### REQUIREMENT
Print all of the data exactly as written.

● ● ●

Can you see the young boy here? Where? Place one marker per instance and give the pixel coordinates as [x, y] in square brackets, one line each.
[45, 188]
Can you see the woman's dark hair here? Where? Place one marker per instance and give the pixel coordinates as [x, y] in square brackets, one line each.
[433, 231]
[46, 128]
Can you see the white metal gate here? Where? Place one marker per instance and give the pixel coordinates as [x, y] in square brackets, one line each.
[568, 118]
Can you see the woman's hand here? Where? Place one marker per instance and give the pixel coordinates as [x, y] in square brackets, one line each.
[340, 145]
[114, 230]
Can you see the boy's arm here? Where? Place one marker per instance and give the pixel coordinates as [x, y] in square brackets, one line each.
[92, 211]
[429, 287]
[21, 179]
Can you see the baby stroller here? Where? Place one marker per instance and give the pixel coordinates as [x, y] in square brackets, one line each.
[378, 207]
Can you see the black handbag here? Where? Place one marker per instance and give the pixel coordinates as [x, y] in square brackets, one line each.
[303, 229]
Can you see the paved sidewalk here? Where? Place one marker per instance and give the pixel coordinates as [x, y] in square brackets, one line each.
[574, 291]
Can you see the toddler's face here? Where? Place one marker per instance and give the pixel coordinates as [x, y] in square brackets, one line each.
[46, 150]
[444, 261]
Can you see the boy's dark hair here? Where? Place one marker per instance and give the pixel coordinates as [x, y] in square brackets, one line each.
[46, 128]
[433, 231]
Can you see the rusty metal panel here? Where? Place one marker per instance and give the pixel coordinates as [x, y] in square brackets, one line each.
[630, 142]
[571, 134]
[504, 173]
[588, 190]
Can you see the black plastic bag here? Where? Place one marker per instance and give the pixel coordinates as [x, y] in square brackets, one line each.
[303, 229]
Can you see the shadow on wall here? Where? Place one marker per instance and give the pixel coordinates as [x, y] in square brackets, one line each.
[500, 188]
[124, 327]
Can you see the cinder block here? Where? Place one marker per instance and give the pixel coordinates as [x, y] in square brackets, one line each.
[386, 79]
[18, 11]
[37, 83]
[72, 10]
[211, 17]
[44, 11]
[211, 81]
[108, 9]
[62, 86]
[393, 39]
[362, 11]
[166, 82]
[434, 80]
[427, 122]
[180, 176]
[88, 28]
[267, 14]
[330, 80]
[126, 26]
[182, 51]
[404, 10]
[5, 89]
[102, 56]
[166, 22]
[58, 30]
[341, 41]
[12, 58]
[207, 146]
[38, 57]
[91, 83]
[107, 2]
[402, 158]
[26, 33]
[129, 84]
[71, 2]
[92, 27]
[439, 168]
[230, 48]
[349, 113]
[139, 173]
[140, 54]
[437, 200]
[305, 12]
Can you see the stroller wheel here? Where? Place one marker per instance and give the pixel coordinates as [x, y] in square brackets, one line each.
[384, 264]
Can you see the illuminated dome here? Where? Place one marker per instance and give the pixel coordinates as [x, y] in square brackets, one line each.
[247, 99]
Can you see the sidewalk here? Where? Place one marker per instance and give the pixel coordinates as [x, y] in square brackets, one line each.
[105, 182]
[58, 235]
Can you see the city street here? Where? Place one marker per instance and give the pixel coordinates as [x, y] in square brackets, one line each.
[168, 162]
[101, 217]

● ● ●

### ANSWER SECTION
Can you see the young boy here? Where? Place one marker per instance and give the pixel coordinates as [x, y] in square brackets, one line each.
[45, 188]
Can you see the woman's dark hair here? Where? Place one marker per instance and give the pixel coordinates as [x, y] in square brackets, one line each.
[433, 231]
[46, 128]
Can you see the white metal gate here? Where? Place one marker per instance and give the pixel coordinates as [x, y] in square brackets, one line each.
[568, 118]
Can you see the woman's hand here? Where? Place one marker per instance and give the pixel coordinates as [x, y] in square brackets, one line each.
[340, 145]
[114, 230]
Can you see the boy's arm here? Where? Place one marker per instance and give the pixel coordinates as [x, y] in square brackets, one line each.
[92, 211]
[429, 287]
[21, 179]
Can you see the baby stroller here? Where? Place one marker per instance and give the pixel coordinates as [x, y] in square brackets, one line each.
[378, 207]
Can you see the black handbag here? Where? Place one marker per instance and give the pixel coordinates as [x, y] in square brackets, one line each.
[303, 229]
Can you see the paved sidewalk here? Where? Place one marker per instance and give the pixel coordinates as [x, y] in square brackets, one line each.
[574, 291]
Can you see the toddler's face here? Where? Place one marker per instance and give the pixel coordinates as [x, y] in square brackets, one line each.
[46, 150]
[444, 261]
Can you see the boy's dark hair here? Where? Place one marker per instance and give the pixel coordinates as [x, y] in square brackets, one line each.
[46, 128]
[433, 231]
Can you see the rusty metal panel here? Where? Place one marker per instance and give the pixel coordinates as [x, y] in square brackets, one line each.
[630, 142]
[571, 134]
[504, 173]
[588, 190]
Can you see the black plastic bag here? Where? Place one marker per instance and give the pixel coordinates as [x, y] in square brackets, one line each.
[303, 229]
Can you see the shadow on wall here? Where? Place one marker per instance and give the pixel coordinates as [x, y] in square brackets, one line each.
[500, 188]
[124, 327]
Can you see the cinder block here? Where? Place one marker per instance and give the pixel coordinates as [x, y] in square brackets, one line each.
[386, 79]
[18, 11]
[37, 83]
[72, 10]
[211, 17]
[44, 11]
[211, 81]
[108, 9]
[62, 86]
[393, 39]
[362, 11]
[166, 82]
[434, 80]
[427, 122]
[180, 176]
[88, 28]
[267, 14]
[330, 80]
[126, 26]
[182, 51]
[404, 10]
[5, 89]
[102, 56]
[166, 22]
[58, 30]
[341, 41]
[12, 58]
[207, 146]
[38, 57]
[91, 83]
[107, 2]
[402, 158]
[26, 33]
[129, 84]
[71, 2]
[92, 27]
[439, 168]
[230, 48]
[349, 113]
[139, 173]
[140, 54]
[437, 200]
[305, 12]
Can you see the stroller wheel here? Where? Place one marker per instance and give the pixel coordinates as [x, y] in square brackets, one line each.
[384, 264]
Can you see the illuminated dome here? Where? Place one marker per instance and give the pixel coordinates as [x, y] in square brackets, one line each.
[247, 99]
Can you see the sidewalk here? Where? Place one marker per instance and give the pixel coordinates as [x, y] in square brackets, one line each.
[105, 182]
[58, 235]
Can you see the city street here? Where? Place one marker per instance and give the pixel coordinates as [x, y] in square brackets, one line each.
[168, 162]
[101, 217]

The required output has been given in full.